## Goal
Reproduce the commentary on Governor Brown's budget proposal word for word, from its first sentence to its last.

## Excerpt to read

____________________

Balancing the budget of one of the largest economies in the world isn't easy. There's absolutely nothing you can do that won't outrage a significant part of the electorate. That's why Governor Brown is smart to protect his friends—teachers and government employee unions—in his latest budget proposal.

 

Those groups effectually run state government after funding the elections of Brown and the Democratic majority in the Legislature. They're also the groups the Governor needs to fund his tax hike in November, which is why it is no surprise they are the only groups happy with his proposal.

 

K-12 education actually gets an increase in spending. SEIU President Yvonne Walker says she looks forward to negotiating the state worker cuts (with the very same elected officials she helped put into office--how nice). And according to public employee labor lawyer Tim Yeung the Governor's Mini-Me furlough plan "(is) fairly union-friendly." (via Jon Ortiz, Sacramento Bee).

 

Who's not happy with his proposal? Those he doesn't need for his tax hike campaign. Business owners and job-creators. College students. The poor, sick, and elderly and everyone else who has a lousy lobby in Sacramento.

 

To be fair, there are no good choices for the Governor. He inherited a huge shortfall and the state is still recovering from the worst economy since the Great Depression. And, after four years of constant budget deficits, the cupboard is pretty much bare on cuts and gimmicks. He doesn't have the luxury of, say, pushing the June 30 payroll to July 1 and into the next fiscal year.

 

But he didn't help himself by deciding early in his term that he was not going to talk to Republicans, eliminating a Legislative tax hike from the table. My old boss, Governor Schwarzenegger, was certainly guilty of signing budgets that papered over the problem, but unlike Brown he wasn't a partisan working with a Legislature run by his own party. Brown should be able to get a better deal from the Legislature than we did.

____________________

## Data provided
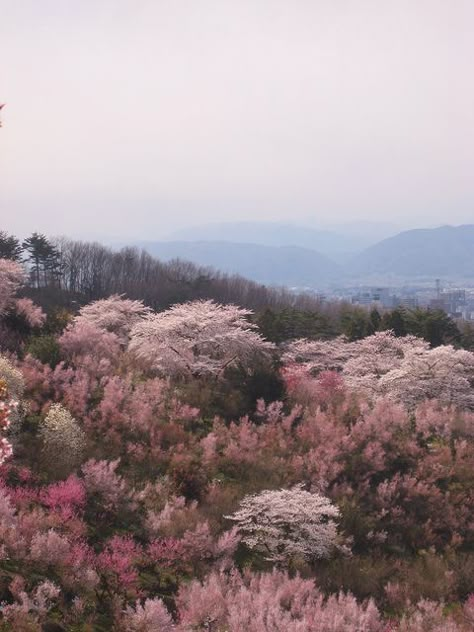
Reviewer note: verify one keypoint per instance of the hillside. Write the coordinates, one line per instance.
(443, 251)
(277, 265)
(337, 242)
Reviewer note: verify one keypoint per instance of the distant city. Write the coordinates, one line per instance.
(457, 302)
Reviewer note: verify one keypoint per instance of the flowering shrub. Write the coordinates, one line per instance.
(125, 507)
(63, 440)
(288, 523)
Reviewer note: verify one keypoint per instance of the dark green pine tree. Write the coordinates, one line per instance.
(43, 258)
(10, 247)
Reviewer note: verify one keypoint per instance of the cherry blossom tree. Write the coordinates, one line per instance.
(115, 314)
(12, 277)
(5, 411)
(198, 338)
(287, 523)
(443, 373)
(402, 368)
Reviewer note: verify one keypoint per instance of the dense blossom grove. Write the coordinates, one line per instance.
(134, 499)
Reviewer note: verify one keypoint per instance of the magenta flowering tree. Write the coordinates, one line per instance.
(12, 277)
(201, 338)
(404, 369)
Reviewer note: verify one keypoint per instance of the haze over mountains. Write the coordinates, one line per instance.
(298, 256)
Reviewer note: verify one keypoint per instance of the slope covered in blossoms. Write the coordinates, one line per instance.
(150, 482)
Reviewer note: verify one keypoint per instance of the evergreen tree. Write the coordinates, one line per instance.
(44, 259)
(10, 247)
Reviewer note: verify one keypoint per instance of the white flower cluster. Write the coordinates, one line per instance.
(63, 439)
(288, 522)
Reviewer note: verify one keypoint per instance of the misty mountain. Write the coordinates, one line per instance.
(338, 243)
(447, 251)
(274, 265)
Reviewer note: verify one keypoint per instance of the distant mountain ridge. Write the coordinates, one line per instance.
(273, 265)
(445, 252)
(434, 252)
(337, 243)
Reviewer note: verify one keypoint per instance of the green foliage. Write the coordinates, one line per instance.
(286, 324)
(10, 247)
(46, 349)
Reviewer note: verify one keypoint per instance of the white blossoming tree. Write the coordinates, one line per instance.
(114, 314)
(288, 523)
(63, 440)
(198, 338)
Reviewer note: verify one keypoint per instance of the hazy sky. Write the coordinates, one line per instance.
(129, 118)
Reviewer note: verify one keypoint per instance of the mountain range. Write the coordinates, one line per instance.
(300, 257)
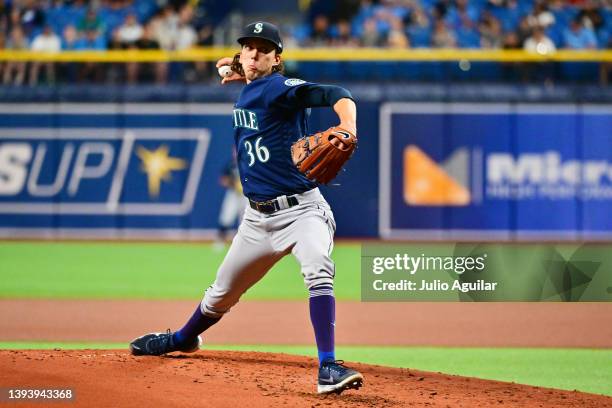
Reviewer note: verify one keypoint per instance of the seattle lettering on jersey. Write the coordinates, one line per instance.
(246, 119)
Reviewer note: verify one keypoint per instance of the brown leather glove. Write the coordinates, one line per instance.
(321, 156)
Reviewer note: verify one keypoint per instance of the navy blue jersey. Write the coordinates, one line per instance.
(268, 118)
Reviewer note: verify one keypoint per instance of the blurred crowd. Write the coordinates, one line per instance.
(539, 26)
(54, 25)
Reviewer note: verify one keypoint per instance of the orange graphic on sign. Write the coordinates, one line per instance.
(426, 183)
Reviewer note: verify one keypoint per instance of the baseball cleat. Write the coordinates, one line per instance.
(156, 344)
(335, 377)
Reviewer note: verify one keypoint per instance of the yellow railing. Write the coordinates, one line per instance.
(313, 54)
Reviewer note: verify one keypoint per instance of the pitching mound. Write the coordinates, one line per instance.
(236, 379)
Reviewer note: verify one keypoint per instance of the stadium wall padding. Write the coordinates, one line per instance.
(500, 171)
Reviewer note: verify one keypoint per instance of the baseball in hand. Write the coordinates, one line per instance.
(225, 71)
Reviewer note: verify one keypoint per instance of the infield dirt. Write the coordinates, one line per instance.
(114, 378)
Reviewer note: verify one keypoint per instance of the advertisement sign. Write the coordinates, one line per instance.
(495, 171)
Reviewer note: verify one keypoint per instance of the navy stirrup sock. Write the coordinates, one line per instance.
(322, 316)
(197, 324)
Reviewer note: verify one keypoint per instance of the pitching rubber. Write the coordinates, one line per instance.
(354, 382)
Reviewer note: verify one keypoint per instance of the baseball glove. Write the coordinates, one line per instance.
(321, 156)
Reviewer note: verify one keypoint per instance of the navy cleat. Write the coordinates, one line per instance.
(156, 344)
(335, 377)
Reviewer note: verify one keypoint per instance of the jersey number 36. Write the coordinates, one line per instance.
(260, 152)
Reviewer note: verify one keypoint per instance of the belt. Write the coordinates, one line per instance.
(272, 206)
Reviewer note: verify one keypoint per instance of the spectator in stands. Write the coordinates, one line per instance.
(539, 43)
(206, 39)
(157, 71)
(541, 16)
(442, 36)
(92, 41)
(491, 35)
(397, 37)
(186, 35)
(371, 37)
(579, 37)
(70, 37)
(130, 31)
(5, 16)
(419, 29)
(524, 30)
(91, 22)
(319, 37)
(166, 28)
(45, 42)
(16, 41)
(31, 16)
(2, 46)
(462, 15)
(344, 37)
(591, 15)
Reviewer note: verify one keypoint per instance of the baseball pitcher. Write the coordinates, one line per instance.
(280, 170)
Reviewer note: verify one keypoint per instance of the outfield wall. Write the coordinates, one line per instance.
(422, 171)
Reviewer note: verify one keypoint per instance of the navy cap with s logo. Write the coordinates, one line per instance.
(263, 30)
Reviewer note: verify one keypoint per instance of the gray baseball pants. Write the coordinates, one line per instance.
(305, 230)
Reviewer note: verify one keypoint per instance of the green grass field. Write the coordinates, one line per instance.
(183, 271)
(147, 271)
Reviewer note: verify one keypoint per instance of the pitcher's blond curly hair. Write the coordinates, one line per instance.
(237, 67)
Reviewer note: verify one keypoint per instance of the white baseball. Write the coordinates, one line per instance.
(225, 71)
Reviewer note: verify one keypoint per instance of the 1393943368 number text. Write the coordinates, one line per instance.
(35, 394)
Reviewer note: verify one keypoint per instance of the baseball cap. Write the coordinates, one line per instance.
(263, 30)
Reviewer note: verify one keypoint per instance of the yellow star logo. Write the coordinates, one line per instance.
(158, 165)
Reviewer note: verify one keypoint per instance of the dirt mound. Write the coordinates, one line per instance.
(238, 379)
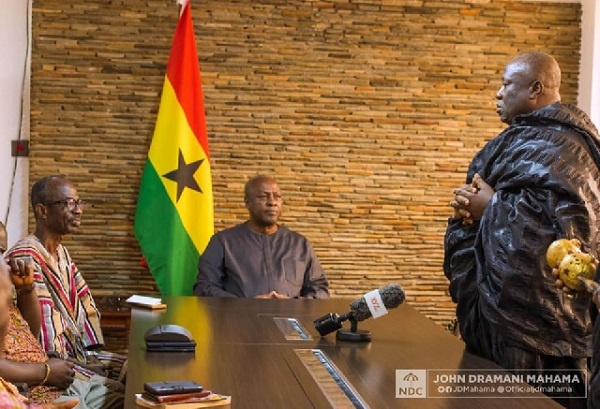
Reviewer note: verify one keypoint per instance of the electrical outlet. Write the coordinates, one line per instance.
(20, 147)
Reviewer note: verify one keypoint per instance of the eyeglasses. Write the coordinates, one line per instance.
(71, 203)
(264, 198)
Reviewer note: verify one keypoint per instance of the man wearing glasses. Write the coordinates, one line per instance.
(260, 258)
(70, 326)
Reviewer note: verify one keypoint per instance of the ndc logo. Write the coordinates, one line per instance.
(411, 383)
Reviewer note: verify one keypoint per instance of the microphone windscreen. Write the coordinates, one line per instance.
(392, 296)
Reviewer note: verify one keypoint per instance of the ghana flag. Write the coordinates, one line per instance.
(174, 219)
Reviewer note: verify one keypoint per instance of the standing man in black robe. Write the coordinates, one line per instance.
(537, 181)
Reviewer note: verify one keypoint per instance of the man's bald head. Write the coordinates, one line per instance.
(530, 81)
(542, 67)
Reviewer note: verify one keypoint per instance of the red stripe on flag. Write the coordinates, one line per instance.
(183, 72)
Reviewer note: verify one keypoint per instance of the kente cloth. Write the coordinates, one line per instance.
(544, 169)
(10, 398)
(239, 262)
(21, 346)
(70, 319)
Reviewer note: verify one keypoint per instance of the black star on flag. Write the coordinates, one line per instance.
(184, 175)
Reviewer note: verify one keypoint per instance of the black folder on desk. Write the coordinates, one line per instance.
(169, 338)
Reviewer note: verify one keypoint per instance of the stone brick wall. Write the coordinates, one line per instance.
(368, 113)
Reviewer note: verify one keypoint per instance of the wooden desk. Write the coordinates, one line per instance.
(242, 352)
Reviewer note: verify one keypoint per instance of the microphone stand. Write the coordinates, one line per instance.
(355, 334)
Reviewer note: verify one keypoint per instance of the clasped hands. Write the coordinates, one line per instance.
(273, 294)
(21, 274)
(470, 200)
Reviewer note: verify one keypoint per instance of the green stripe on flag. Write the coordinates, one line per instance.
(168, 249)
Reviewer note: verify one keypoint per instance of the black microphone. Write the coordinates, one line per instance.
(392, 295)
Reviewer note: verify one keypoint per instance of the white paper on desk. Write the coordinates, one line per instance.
(143, 300)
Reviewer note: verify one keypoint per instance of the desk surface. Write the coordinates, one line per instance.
(243, 353)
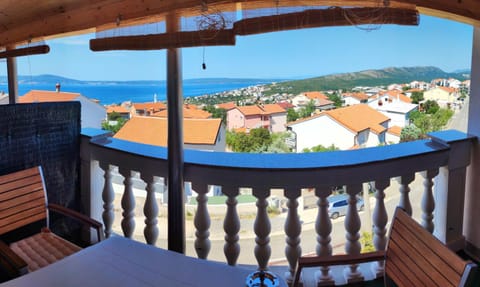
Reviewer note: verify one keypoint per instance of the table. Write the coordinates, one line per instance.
(119, 261)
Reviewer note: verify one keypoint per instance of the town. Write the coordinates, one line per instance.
(308, 121)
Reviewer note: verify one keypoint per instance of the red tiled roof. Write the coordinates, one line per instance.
(153, 131)
(358, 96)
(359, 117)
(226, 106)
(267, 109)
(448, 89)
(152, 107)
(356, 118)
(250, 110)
(286, 105)
(36, 96)
(187, 114)
(270, 109)
(395, 130)
(315, 95)
(117, 109)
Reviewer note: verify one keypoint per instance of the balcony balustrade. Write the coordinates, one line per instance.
(441, 160)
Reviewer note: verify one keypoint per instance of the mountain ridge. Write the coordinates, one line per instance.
(369, 78)
(348, 80)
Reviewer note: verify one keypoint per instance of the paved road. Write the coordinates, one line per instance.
(308, 236)
(459, 120)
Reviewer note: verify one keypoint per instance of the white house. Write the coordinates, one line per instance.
(393, 135)
(200, 134)
(320, 100)
(444, 96)
(397, 110)
(346, 128)
(92, 113)
(350, 99)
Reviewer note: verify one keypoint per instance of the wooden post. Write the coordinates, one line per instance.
(176, 194)
(12, 79)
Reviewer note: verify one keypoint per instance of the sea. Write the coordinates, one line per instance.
(117, 92)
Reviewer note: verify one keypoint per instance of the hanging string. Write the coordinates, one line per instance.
(204, 66)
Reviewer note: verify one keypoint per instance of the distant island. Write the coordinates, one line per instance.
(349, 80)
(215, 90)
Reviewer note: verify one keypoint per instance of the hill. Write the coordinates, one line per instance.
(369, 78)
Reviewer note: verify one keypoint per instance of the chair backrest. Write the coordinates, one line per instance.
(22, 199)
(414, 257)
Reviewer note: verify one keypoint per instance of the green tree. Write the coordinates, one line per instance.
(431, 122)
(417, 97)
(292, 115)
(113, 125)
(278, 144)
(307, 111)
(431, 107)
(258, 140)
(217, 113)
(114, 116)
(336, 99)
(411, 133)
(321, 148)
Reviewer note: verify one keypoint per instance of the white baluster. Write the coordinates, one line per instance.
(404, 190)
(323, 227)
(293, 228)
(150, 210)
(262, 229)
(352, 226)
(202, 222)
(231, 225)
(428, 202)
(380, 219)
(108, 196)
(128, 204)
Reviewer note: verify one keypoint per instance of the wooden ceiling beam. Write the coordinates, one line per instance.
(22, 22)
(165, 41)
(27, 51)
(325, 18)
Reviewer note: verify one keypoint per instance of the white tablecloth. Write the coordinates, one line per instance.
(119, 261)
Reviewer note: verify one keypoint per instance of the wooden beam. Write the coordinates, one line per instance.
(324, 18)
(165, 41)
(20, 22)
(35, 50)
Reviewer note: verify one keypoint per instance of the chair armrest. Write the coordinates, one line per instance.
(78, 216)
(11, 263)
(343, 259)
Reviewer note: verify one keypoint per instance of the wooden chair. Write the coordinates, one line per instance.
(23, 200)
(413, 257)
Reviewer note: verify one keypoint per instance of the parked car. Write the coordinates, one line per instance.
(338, 205)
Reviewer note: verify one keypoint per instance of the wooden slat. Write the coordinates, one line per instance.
(38, 204)
(21, 223)
(324, 18)
(406, 260)
(33, 188)
(416, 258)
(433, 265)
(396, 268)
(25, 199)
(22, 199)
(437, 247)
(165, 41)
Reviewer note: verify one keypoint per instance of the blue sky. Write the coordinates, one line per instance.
(282, 55)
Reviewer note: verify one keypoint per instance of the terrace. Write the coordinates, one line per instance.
(448, 161)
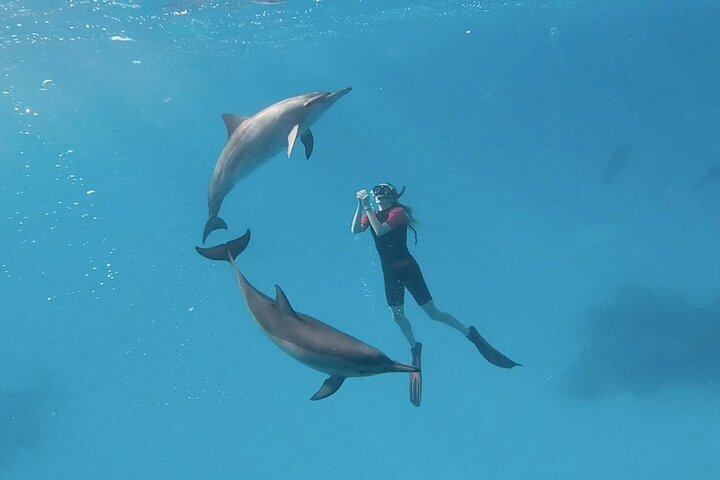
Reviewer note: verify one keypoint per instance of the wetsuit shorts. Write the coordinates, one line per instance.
(401, 274)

____________________

## Complete answer
Balancing the budget of one of the largest economies in the world isn't easy. There's absolutely nothing you can do that won't outrage a significant part of the electorate. That's why Governor Brown is smart to protect his friends—teachers and government employee unions—in his latest budget proposal.

 

Those groups effectually run state government after funding the elections of Brown and the Democratic majority in the Legislature. They're also the groups the Governor needs to fund his tax hike in November, which is why it is no surprise they are the only groups happy with his proposal.

 

K-12 education actually gets an increase in spending. SEIU President Yvonne Walker says she looks forward to negotiating the state worker cuts (with the very same elected officials she helped put into office--how nice). And according to public employee labor lawyer Tim Yeung the Governor's Mini-Me furlough plan "(is) fairly union-friendly." (via Jon Ortiz, Sacramento Bee).

 

Who's not happy with his proposal? Those he doesn't need for his tax hike campaign. Business owners and job-creators. College students. The poor, sick, and elderly and everyone else who has a lousy lobby in Sacramento.

 

To be fair, there are no good choices for the Governor. He inherited a huge shortfall and the state is still recovering from the worst economy since the Great Depression. And, after four years of constant budget deficits, the cupboard is pretty much bare on cuts and gimmicks. He doesn't have the luxury of, say, pushing the June 30 payroll to July 1 and into the next fiscal year.

 

But he didn't help himself by deciding early in his term that he was not going to talk to Republicans, eliminating a Legislative tax hike from the table. My old boss, Governor Schwarzenegger, was certainly guilty of signing budgets that papered over the problem, but unlike Brown he wasn't a partisan working with a Legislature run by his own party. Brown should be able to get a better deal from the Legislature than we did.